ВЫБРАННЫЙ ФРАГМЕНТ ::
Только один человек в разговоре о Второй мировой выразил удивление, да и то, пожалуй, наигранное, что немецкий народ всё-таки признал своё поражение в ней. Этот человек принял бы, говорит, как должное, если бы немцы оказались похожи на россиян, чья империя, как известно, не признала ни одного своего поражения в какой бы то ни было войне, что спокойнее всех, потому что вскользь, отметил Лев Толстой.
Что до Украины, то она – это уже видно – будет с упоением, не исключено, что до одури, обсуждать царившую во время войны бестолковщину и назначать виновных. Если, конечно, в ней не убавится свободы. Не убавится, конечно, по сравнению с довоенным временем. Сейчас её заметно меньше и, соответственно, становится всё больше людей, которые этим недовольны.

ТРЕБОВАНИЕ 1 :: Обновите записи: перепишите строки от самого начала записей до строки с «554;347;570;626» включительно, заменив «Examine» на «Inspect» и не меняя ничего другого.
Приведённые далее записи никак не связаны с фрагментом.

ИСПОЛЬЗУЕМЫЕ ЗАПИСИ ::
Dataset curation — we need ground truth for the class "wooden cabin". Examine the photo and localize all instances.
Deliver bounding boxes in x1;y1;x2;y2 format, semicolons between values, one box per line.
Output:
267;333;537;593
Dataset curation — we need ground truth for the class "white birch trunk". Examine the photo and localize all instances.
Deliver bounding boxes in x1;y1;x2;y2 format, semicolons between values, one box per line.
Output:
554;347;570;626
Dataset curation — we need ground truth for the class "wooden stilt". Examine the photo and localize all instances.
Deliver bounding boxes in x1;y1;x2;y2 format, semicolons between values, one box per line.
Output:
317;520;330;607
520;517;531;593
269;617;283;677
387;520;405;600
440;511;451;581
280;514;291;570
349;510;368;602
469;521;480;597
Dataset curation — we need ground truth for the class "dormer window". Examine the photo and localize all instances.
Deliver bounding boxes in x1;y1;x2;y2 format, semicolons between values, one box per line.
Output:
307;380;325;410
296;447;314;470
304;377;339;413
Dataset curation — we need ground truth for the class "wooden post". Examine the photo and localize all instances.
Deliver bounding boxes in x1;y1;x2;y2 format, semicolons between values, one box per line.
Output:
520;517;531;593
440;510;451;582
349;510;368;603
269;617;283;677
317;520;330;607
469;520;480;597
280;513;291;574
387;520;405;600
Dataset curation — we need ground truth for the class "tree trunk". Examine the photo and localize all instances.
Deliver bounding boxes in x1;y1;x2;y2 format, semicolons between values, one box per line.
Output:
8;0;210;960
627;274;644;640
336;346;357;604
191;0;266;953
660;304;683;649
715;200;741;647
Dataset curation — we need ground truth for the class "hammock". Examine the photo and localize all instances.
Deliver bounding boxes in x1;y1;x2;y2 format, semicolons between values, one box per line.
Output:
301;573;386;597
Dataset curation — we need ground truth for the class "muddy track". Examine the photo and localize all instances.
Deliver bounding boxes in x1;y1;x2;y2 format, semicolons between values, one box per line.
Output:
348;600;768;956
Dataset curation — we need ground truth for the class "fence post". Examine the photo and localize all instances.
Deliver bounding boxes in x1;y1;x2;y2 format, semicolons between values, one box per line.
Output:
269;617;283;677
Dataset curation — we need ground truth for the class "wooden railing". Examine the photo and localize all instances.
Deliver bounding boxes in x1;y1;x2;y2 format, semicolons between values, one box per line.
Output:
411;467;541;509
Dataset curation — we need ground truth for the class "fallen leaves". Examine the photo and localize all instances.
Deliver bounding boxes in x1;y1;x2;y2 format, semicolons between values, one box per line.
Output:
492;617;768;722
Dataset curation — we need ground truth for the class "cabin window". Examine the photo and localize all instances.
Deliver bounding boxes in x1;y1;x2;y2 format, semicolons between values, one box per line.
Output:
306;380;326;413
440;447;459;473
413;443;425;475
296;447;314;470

ТРЕБОВАНИЕ 2 :: Напишите продолжение фрагмента о войне и отношении к поражению, начиная сразу после его последнего предложения.

ПРАВИЛЬНЫЙ ОТВЕТ 1 ::
Dataset curation — we need ground truth for the class "wooden cabin". Inspect the photo and localize all instances.
Deliver bounding boxes in x1;y1;x2;y2 format, semicolons between values, one box per line.
Output:
267;333;537;593
Dataset curation — we need ground truth for the class "white birch trunk". Inspect the photo and localize all instances.
Deliver bounding boxes in x1;y1;x2;y2 format, semicolons between values, one box per line.
Output:
554;347;570;626

ПРАВИЛЬНЫЙ ОТВЕТ 2 ::
Это всё уже было написано, когда пришёл едва ли не самый для меня важный ответ на моё обращение. Я написал находящемуся в боевых порядках старшему лейтенанту, заместителю командира по боевой работе ПТРК Татьяне Черновил: ”Уважаемая госпожа Татьяна! Вас приветствует и беспокоит некий старый писака Стреляный. Возможно, у Вас найдётся минута, чтобы написать мне пару слов, вспоминают ли люди вокруг Вас что-нибудь про Вторую Мировую войну". – "Совершенно нет, – ответила она, – разве что иногда слышу, что тогда не было дронов – легче было воевать".
ПТРК – это противотанковый ракетный комплекс.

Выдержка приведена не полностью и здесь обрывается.